Short exercise → Copy the stretch of the material from the line containing "target: utility pole" through the line containing "task: segment each instance of the utility", reproducing those lines precisely and nothing else.

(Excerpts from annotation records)
☆ ☆ ☆ ☆ ☆

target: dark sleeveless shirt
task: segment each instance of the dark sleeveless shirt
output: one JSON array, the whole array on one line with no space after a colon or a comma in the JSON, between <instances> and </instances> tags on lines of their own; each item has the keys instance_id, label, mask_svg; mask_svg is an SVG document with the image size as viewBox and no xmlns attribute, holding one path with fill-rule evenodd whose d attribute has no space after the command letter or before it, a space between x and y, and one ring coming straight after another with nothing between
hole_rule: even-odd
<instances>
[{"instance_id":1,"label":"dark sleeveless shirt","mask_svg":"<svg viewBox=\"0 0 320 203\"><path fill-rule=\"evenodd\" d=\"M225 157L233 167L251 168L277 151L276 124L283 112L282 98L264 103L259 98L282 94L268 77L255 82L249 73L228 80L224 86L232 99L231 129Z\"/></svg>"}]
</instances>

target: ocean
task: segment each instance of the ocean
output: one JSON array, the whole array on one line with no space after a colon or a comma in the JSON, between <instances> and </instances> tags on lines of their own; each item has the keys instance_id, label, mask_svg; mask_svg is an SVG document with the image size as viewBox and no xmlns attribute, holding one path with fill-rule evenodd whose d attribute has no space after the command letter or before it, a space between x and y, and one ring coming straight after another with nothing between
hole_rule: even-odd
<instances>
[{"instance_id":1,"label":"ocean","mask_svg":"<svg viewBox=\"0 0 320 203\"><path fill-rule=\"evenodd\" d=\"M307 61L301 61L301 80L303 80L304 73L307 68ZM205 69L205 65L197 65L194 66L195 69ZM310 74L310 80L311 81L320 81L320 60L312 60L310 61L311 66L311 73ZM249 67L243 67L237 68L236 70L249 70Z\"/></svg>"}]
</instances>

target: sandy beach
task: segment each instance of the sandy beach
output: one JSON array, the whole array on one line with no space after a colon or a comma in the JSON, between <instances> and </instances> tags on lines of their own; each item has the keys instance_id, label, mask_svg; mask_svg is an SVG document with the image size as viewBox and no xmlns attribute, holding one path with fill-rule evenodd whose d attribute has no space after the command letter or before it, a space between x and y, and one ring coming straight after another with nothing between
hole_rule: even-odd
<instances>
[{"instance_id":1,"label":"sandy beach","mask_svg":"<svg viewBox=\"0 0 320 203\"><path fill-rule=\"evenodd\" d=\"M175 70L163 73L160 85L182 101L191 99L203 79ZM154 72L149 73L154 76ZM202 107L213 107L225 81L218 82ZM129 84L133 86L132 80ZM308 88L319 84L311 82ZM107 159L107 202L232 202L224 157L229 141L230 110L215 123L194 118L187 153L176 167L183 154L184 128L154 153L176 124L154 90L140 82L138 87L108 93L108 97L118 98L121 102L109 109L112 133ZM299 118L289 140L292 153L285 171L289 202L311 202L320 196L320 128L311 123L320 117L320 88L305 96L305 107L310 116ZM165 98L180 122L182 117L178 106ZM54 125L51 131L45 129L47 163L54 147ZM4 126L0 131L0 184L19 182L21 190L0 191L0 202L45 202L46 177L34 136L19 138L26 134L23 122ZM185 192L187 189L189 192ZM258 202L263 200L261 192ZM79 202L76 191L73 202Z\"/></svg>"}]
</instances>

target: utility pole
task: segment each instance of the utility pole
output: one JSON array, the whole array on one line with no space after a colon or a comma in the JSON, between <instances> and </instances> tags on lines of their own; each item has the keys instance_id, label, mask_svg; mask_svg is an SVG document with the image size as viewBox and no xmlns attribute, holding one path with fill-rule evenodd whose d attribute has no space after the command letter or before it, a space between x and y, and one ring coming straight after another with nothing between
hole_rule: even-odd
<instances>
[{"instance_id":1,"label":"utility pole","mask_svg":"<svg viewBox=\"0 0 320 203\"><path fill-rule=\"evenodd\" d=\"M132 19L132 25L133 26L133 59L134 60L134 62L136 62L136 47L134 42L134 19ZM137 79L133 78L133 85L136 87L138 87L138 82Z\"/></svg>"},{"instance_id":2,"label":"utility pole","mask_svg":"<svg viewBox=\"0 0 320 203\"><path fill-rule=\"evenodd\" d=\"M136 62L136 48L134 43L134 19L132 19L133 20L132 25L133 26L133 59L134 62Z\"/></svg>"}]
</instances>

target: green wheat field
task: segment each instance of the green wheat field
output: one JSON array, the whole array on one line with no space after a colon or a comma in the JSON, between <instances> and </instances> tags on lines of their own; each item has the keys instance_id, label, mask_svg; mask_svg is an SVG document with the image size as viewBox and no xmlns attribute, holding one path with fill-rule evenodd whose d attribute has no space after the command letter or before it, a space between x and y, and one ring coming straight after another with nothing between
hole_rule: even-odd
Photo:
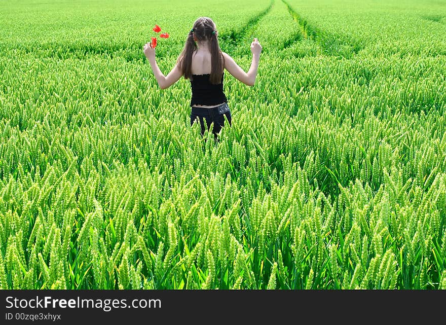
<instances>
[{"instance_id":1,"label":"green wheat field","mask_svg":"<svg viewBox=\"0 0 446 325\"><path fill-rule=\"evenodd\" d=\"M215 22L233 118L158 89ZM446 289L446 1L0 3L0 288Z\"/></svg>"}]
</instances>

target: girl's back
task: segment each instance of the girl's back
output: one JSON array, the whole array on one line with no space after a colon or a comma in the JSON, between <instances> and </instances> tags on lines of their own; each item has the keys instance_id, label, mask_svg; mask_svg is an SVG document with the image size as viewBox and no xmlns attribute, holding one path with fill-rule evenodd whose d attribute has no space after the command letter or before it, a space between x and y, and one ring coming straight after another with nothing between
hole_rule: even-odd
<instances>
[{"instance_id":1,"label":"girl's back","mask_svg":"<svg viewBox=\"0 0 446 325\"><path fill-rule=\"evenodd\" d=\"M198 49L192 56L191 71L193 75L211 73L211 53L207 49Z\"/></svg>"},{"instance_id":2,"label":"girl's back","mask_svg":"<svg viewBox=\"0 0 446 325\"><path fill-rule=\"evenodd\" d=\"M215 24L212 19L208 17L198 18L188 34L184 48L177 60L177 64L166 76L157 64L155 49L150 43L144 48L144 54L150 62L161 89L168 88L178 81L181 76L191 80L191 125L199 120L203 135L204 120L208 129L213 124L212 132L216 139L225 124L224 116L226 116L230 125L231 123L231 112L224 92L224 70L226 69L242 83L253 86L262 51L258 40L254 39L251 44L251 67L245 73L230 56L220 49L217 35Z\"/></svg>"}]
</instances>

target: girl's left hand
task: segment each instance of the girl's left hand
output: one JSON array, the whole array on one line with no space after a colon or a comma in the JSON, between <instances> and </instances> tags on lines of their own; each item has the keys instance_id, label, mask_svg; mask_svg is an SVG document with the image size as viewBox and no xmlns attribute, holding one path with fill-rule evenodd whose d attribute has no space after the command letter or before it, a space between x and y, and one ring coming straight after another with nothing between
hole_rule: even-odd
<instances>
[{"instance_id":1,"label":"girl's left hand","mask_svg":"<svg viewBox=\"0 0 446 325\"><path fill-rule=\"evenodd\" d=\"M155 58L155 49L153 49L151 46L150 42L146 43L144 46L144 54L149 60Z\"/></svg>"}]
</instances>

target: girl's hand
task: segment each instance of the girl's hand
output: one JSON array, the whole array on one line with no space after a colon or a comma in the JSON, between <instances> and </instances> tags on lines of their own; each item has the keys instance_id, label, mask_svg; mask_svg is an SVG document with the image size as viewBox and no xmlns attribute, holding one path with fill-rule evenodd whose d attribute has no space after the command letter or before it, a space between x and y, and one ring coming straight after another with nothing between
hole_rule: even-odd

☆ ☆ ☆ ☆ ☆

Answer to this task →
target: utility pole
task: segment each instance of the utility pole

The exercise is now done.